• TASK ITEM: Your answer is every line of the material below in which the string "instance" occurs.

• RECORDS PROVIDED:
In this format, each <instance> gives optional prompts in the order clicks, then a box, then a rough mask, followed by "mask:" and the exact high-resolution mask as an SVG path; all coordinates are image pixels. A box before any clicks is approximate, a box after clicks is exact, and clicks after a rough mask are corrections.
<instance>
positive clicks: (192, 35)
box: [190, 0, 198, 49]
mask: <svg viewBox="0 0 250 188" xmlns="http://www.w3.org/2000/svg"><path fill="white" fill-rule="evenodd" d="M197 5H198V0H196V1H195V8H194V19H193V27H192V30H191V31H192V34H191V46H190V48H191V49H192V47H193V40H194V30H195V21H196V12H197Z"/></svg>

• OUTPUT FOR THIS TASK:
In this format, each <instance> gives optional prompts in the order clicks, then a box, then a rough mask, followed by "mask:" and the exact high-resolution mask as an SVG path; all coordinates are image pixels. A box before any clicks is approximate, a box after clicks is exact, and clicks after a rough mask are corrections.
<instance>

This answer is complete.